WHAT YOU NEED TO DO: List every line in the records below that contains the string "Query", matching case exactly, and copy each line as it appears.

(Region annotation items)
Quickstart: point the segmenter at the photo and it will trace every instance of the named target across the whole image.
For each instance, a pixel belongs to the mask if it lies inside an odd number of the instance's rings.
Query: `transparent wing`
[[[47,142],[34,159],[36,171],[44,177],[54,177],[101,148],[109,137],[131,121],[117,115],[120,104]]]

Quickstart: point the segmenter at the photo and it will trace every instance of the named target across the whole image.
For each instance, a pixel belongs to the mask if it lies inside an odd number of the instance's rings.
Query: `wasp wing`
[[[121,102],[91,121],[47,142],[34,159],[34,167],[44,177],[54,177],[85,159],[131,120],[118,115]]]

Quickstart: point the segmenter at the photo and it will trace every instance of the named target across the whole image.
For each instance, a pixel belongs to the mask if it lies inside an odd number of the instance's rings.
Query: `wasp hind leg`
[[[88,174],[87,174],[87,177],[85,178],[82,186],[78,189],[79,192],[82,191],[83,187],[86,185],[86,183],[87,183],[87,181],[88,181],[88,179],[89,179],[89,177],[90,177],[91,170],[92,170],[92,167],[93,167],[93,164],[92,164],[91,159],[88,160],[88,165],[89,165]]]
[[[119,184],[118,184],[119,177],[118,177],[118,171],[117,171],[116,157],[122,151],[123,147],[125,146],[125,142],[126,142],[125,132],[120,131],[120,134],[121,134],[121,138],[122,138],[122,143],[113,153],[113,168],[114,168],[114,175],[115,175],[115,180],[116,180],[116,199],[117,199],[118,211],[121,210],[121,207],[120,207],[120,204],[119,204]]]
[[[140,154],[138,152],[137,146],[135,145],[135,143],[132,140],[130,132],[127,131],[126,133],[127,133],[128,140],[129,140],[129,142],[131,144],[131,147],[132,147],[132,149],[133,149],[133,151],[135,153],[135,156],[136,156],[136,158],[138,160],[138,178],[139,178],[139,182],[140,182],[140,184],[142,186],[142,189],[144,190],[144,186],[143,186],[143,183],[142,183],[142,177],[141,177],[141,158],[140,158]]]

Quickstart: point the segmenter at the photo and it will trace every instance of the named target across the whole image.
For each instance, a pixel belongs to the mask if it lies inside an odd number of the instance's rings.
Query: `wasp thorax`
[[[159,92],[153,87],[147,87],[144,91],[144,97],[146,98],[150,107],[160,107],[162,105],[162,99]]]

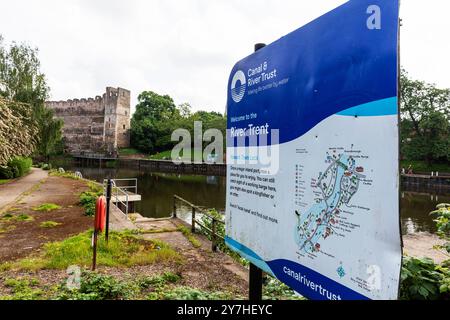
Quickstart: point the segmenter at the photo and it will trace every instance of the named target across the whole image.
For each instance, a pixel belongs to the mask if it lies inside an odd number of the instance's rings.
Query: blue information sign
[[[397,0],[351,0],[239,61],[226,243],[311,299],[396,299]]]

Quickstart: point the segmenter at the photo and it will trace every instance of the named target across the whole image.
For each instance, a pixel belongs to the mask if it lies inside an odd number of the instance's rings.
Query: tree
[[[408,160],[450,161],[450,90],[401,74],[401,152]]]
[[[49,90],[45,75],[40,71],[38,50],[16,43],[5,48],[0,36],[0,97],[29,106],[31,117],[25,115],[25,118],[35,122],[38,128],[36,152],[45,157],[61,142],[63,125],[45,106]]]
[[[0,98],[0,166],[15,156],[31,155],[38,128],[28,105]]]

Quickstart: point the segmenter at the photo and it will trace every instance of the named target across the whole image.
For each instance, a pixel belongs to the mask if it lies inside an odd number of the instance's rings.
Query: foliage
[[[45,75],[40,70],[38,50],[26,44],[19,45],[14,42],[9,48],[5,48],[0,36],[0,98],[23,103],[24,107],[20,112],[30,125],[30,130],[33,131],[27,134],[29,130],[25,126],[20,126],[18,129],[10,128],[17,131],[19,136],[28,135],[32,138],[29,142],[32,148],[25,154],[21,149],[17,151],[13,149],[13,155],[28,156],[37,147],[37,154],[48,158],[61,145],[63,123],[55,119],[53,111],[45,106],[49,90]],[[19,131],[21,129],[26,130],[21,133]],[[21,141],[20,138],[19,141]]]
[[[411,167],[414,173],[418,172],[449,172],[450,173],[450,163],[431,163],[428,164],[426,161],[421,160],[402,160],[400,161],[400,166],[402,168]]]
[[[439,236],[449,241],[450,204],[440,204],[431,212]],[[450,243],[443,246],[450,253]],[[404,257],[401,272],[400,297],[407,300],[450,299],[450,260],[435,264],[429,258]]]
[[[75,173],[71,172],[71,171],[59,172],[56,169],[50,169],[49,175],[52,177],[62,177],[62,178],[68,178],[68,179],[73,179],[73,180],[80,180],[80,178],[77,177],[75,175]]]
[[[89,267],[92,263],[92,230],[63,241],[46,243],[38,255],[15,261],[8,268],[19,270],[65,269],[71,265]],[[130,232],[111,232],[108,244],[98,238],[97,265],[130,267],[158,262],[181,263],[180,255],[160,241],[138,239]]]
[[[68,289],[65,283],[59,287],[57,300],[112,300],[127,299],[134,293],[134,287],[112,276],[84,271],[79,289]]]
[[[8,168],[13,173],[13,178],[19,178],[30,172],[33,160],[24,157],[14,157],[8,161]]]
[[[148,296],[149,300],[231,300],[237,298],[228,292],[208,292],[186,286],[155,292]]]
[[[54,204],[54,203],[43,203],[43,204],[33,208],[34,211],[45,211],[45,212],[50,212],[50,211],[59,210],[59,209],[61,209],[61,206]]]
[[[164,290],[168,284],[178,282],[181,277],[171,272],[160,276],[138,277],[132,281],[121,281],[112,276],[84,271],[81,274],[80,288],[68,289],[65,283],[58,288],[57,300],[111,300],[135,299],[142,296],[143,290]]]
[[[401,74],[401,152],[407,160],[450,161],[450,89]]]
[[[12,294],[1,296],[0,300],[38,300],[43,294],[41,289],[36,288],[39,281],[33,278],[9,278],[4,281],[4,285],[10,288]]]

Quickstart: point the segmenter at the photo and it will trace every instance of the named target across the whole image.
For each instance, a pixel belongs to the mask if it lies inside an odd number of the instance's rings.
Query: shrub
[[[92,263],[92,230],[60,242],[49,242],[38,255],[15,261],[18,270],[65,269],[71,265],[89,267]],[[98,239],[97,265],[109,267],[182,262],[181,256],[160,241],[141,240],[129,232],[110,232],[109,242]]]
[[[10,167],[0,166],[0,179],[13,179],[14,173]]]
[[[33,160],[24,157],[14,157],[8,161],[8,167],[14,173],[14,178],[22,177],[30,171]]]
[[[57,300],[112,300],[126,299],[136,288],[112,276],[85,271],[81,275],[80,289],[69,290],[61,284]]]

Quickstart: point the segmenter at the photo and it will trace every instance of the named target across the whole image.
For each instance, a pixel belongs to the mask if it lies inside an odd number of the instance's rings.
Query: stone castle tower
[[[103,96],[49,101],[64,121],[66,152],[74,156],[117,157],[130,146],[130,91],[107,87]]]

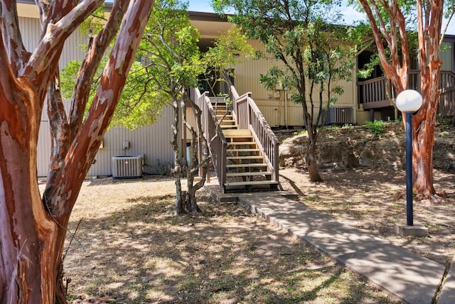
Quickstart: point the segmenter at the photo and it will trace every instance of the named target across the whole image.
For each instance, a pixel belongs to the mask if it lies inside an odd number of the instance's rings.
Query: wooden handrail
[[[208,98],[208,92],[200,94],[198,89],[191,89],[191,99],[202,111],[201,123],[204,136],[210,146],[212,161],[218,183],[223,187],[226,181],[226,156],[228,141],[218,124],[216,113]]]
[[[279,141],[272,128],[251,98],[251,92],[239,96],[230,79],[225,74],[230,87],[230,97],[232,101],[232,114],[240,129],[251,130],[259,148],[264,151],[266,162],[272,170],[272,178],[279,178]]]

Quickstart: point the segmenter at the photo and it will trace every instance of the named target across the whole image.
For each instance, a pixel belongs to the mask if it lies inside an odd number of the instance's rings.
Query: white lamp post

RESPONSE TO THIS TASK:
Query: `transparent wing`
Query: `wasp wing`
Query: `wasp hind leg`
Query: `wasp thorax`
Query: blue information sign
Query: tree
Query: foliage
Query: shrub
Query: stone castle tower
Query: wooden handrail
Query: white lamp post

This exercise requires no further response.